• Task to carry out:
Put every line of the items below into a Markdown table with the columns Row and Entry. Number the rows in sequence and omit any blank lines.

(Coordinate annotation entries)
· · · ·

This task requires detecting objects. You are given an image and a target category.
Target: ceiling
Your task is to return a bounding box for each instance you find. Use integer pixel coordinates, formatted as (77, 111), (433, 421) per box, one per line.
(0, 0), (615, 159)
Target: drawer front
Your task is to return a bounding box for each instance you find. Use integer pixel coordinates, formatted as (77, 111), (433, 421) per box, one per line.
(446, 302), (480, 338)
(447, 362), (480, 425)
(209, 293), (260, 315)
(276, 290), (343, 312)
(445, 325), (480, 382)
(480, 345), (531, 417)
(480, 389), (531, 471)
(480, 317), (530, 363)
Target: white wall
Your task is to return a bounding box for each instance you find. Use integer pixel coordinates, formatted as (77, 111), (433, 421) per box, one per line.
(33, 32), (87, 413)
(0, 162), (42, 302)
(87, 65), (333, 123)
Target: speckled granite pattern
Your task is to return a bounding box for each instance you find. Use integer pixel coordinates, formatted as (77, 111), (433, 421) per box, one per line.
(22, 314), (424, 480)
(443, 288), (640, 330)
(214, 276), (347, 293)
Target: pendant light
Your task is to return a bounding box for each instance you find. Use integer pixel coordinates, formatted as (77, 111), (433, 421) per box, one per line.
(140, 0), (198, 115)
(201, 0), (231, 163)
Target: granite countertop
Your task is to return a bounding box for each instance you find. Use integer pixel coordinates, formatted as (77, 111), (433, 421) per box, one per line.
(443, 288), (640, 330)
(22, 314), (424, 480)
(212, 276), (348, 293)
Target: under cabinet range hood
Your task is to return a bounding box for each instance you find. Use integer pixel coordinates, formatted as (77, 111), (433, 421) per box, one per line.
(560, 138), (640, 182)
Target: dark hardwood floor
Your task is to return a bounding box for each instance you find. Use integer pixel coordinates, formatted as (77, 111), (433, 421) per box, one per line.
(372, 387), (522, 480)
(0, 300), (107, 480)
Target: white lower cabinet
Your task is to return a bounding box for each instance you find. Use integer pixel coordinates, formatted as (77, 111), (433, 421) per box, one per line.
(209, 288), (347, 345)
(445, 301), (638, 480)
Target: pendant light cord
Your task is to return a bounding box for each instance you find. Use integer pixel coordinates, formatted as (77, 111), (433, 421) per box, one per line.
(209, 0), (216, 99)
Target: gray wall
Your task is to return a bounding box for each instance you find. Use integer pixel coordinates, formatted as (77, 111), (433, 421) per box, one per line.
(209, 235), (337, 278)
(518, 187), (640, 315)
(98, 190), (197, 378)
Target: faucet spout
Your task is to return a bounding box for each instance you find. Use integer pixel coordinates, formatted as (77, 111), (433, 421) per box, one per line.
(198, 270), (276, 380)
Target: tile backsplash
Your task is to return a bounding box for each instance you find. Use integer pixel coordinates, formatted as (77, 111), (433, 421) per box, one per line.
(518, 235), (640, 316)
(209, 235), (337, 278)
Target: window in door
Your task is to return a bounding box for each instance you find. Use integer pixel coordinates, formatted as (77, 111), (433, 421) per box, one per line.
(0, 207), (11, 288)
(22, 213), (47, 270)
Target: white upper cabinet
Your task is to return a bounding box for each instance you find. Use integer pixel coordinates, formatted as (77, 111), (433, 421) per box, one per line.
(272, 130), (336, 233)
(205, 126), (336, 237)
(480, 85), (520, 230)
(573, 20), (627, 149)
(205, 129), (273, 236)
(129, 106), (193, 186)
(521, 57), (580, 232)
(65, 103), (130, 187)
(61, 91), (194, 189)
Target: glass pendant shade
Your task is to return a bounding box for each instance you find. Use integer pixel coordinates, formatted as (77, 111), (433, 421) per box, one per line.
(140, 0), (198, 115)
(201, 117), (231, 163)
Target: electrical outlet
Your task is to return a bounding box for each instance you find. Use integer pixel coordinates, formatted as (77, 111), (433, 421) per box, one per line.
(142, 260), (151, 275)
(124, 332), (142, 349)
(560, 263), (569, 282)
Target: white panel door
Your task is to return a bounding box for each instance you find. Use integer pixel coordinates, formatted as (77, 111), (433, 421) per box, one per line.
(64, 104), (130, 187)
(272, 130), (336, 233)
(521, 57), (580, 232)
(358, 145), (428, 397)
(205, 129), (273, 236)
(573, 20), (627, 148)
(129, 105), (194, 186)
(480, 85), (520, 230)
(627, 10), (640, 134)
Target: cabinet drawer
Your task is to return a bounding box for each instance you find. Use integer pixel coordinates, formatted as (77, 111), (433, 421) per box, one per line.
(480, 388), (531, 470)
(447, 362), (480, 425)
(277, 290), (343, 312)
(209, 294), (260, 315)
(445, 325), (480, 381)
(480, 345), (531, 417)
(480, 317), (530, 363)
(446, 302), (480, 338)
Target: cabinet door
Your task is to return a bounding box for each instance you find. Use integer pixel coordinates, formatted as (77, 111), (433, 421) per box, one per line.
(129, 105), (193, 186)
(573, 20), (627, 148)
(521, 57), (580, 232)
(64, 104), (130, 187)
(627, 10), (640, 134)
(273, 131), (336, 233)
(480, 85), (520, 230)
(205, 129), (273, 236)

· · · ·

• Reply to the exercise:
| Row | Entry |
|---|---|
| 1 | This task requires detecting objects. You are given an image and a target category. |
| 2 | Target: ceiling |
| 3 | Your task is to return a bounding box for each instance you find. Use integer pixel coordinates, formatted as (77, 111), (433, 421) per box, one per line. |
| 4 | (0, 0), (615, 159) |
| 5 | Target: drawer front |
| 6 | Your task is to return a bounding box for each instance you find. Use integer pixel coordinates, formatted as (77, 111), (433, 421) per box, one per line. |
| 7 | (446, 302), (480, 338) |
| 8 | (447, 362), (480, 425) |
| 9 | (209, 293), (260, 315) |
| 10 | (276, 290), (343, 312) |
| 11 | (445, 325), (480, 382) |
| 12 | (480, 345), (531, 417) |
| 13 | (480, 389), (531, 471) |
| 14 | (480, 317), (530, 363) |
| 15 | Target: white wall |
| 16 | Your task is to return a bounding box for each instance you find. Use integer pixel coordinates, formatted as (77, 111), (433, 421) per box, one per line. |
| 17 | (33, 32), (87, 413) |
| 18 | (0, 162), (42, 302) |
| 19 | (87, 65), (333, 123) |
| 20 | Target: speckled granite pattern |
| 21 | Your task is to return a bounding box for each instance you find. Use integer pixel coordinates, formatted as (77, 111), (433, 421) per box, one per line. |
| 22 | (22, 314), (424, 480) |
| 23 | (443, 288), (640, 330) |
| 24 | (214, 276), (347, 293) |
| 25 | Target: pendant light |
| 26 | Your task is to return a bounding box for each instance you find. Use integer pixel coordinates, formatted as (77, 111), (433, 421) per box, one per line. |
| 27 | (140, 0), (198, 115) |
| 28 | (201, 0), (231, 163) |
| 29 | Target: granite countertop |
| 30 | Your task is to return a bounding box for each instance you find. Use integer pixel coordinates, formatted as (77, 111), (433, 421) per box, one per line. |
| 31 | (443, 288), (640, 330) |
| 32 | (22, 314), (424, 480) |
| 33 | (212, 276), (348, 293) |
| 34 | Target: under cabinet range hood |
| 35 | Your task is to return a bounding box for each instance you find. Use integer pixel coordinates, formatted as (77, 111), (433, 421) per box, one per line. |
| 36 | (560, 138), (640, 182) |
| 37 | Target: dark hardwood floor |
| 38 | Your task is to return a bounding box for each instance you find. Use integer pixel coordinates, formatted as (77, 111), (433, 421) per box, one per line. |
| 39 | (372, 387), (522, 480) |
| 40 | (0, 300), (107, 480) |
| 41 | Target: white lower cabinet |
| 42 | Your task is to return a bounding box for each instance you find. Use integer pixel coordinates, formatted as (77, 111), (433, 421) per box, one per line. |
| 43 | (209, 288), (347, 345) |
| 44 | (445, 301), (638, 480) |
| 45 | Target: pendant light cord |
| 46 | Your task is to return a bounding box for each instance you find. Use integer pixel coordinates, formatted as (77, 111), (433, 421) per box, one per line. |
| 47 | (209, 0), (216, 99) |
| 48 | Target: gray wall |
| 49 | Your task is to return a bounding box for each instance you find. Use integer pixel coordinates, formatted as (77, 111), (433, 421) per box, one per line. |
| 50 | (209, 235), (337, 278) |
| 51 | (518, 187), (640, 315) |
| 52 | (98, 190), (197, 378) |
| 53 | Target: faucet spout |
| 54 | Your task is to return a bounding box for each instance you find. Use integer pixel coordinates, formatted as (77, 111), (433, 421) per box, one per line. |
| 55 | (198, 270), (276, 380) |
| 56 | Target: tile backsplash |
| 57 | Your task is to return a bounding box for each instance you find. Use integer pixel coordinates, formatted as (77, 111), (433, 421) per box, one per line. |
| 58 | (518, 235), (640, 316) |
| 59 | (209, 235), (337, 278) |
| 60 | Target: window in door |
| 61 | Your task is to return a bounding box for each instance you find. Use integer pixel coordinates, formatted as (77, 111), (433, 421) per box, one per line. |
| 62 | (0, 207), (11, 288) |
| 63 | (22, 213), (47, 270) |
| 64 | Target: white upper cabinet |
| 65 | Your task is to return a bounding box for each instance you find. Use integer pixel coordinates, formatted as (77, 111), (433, 421) per box, one per line. |
| 66 | (272, 130), (336, 233) |
| 67 | (205, 126), (336, 237) |
| 68 | (480, 85), (520, 230) |
| 69 | (573, 20), (627, 149) |
| 70 | (205, 129), (273, 236) |
| 71 | (129, 106), (193, 186) |
| 72 | (521, 57), (580, 232) |
| 73 | (65, 103), (130, 187) |
| 74 | (61, 91), (194, 189) |
| 75 | Target: glass pendant shade |
| 76 | Your task is to return a bounding box for each instance you find. Use integer pixel coordinates, formatted as (77, 111), (433, 421) per box, one per line. |
| 77 | (140, 0), (198, 115) |
| 78 | (201, 117), (231, 163) |
| 79 | Target: electrical outlet |
| 80 | Your task is to return a bounding box for each instance you find. Use integer pixel coordinates, formatted as (77, 111), (433, 421) per box, one per line. |
| 81 | (142, 260), (151, 275) |
| 82 | (124, 332), (142, 349) |
| 83 | (560, 263), (569, 282) |
| 84 | Target: white panel door |
| 85 | Your task is to return a bounding box for each instance you find. Use integer pixel coordinates, formatted as (77, 111), (433, 421) per box, one per line. |
| 86 | (64, 104), (130, 187) |
| 87 | (272, 130), (336, 233) |
| 88 | (521, 57), (580, 232) |
| 89 | (358, 145), (428, 397) |
| 90 | (205, 129), (273, 236) |
| 91 | (573, 20), (627, 148) |
| 92 | (129, 105), (194, 186) |
| 93 | (480, 85), (520, 230) |
| 94 | (627, 10), (640, 134) |
| 95 | Target: cabinet drawer |
| 96 | Your task is to return a bounding box for each instance you find. Use integer pixel coordinates, formatted as (77, 111), (433, 421) per box, one per line. |
| 97 | (480, 388), (531, 470) |
| 98 | (447, 362), (480, 425) |
| 99 | (277, 290), (343, 312) |
| 100 | (209, 294), (260, 315) |
| 101 | (445, 325), (480, 381) |
| 102 | (480, 345), (531, 417) |
| 103 | (480, 317), (530, 363) |
| 104 | (446, 302), (480, 338) |
| 105 | Target: cabinet door |
| 106 | Your task is to return a bounding box for each instance you find. Use integer pixel coordinates, formatted as (77, 111), (433, 421) per box, one per line. |
| 107 | (129, 105), (193, 186) |
| 108 | (573, 20), (627, 148) |
| 109 | (521, 57), (580, 232) |
| 110 | (64, 104), (130, 187) |
| 111 | (627, 10), (640, 134) |
| 112 | (273, 131), (336, 233) |
| 113 | (480, 85), (520, 230) |
| 114 | (205, 129), (273, 236) |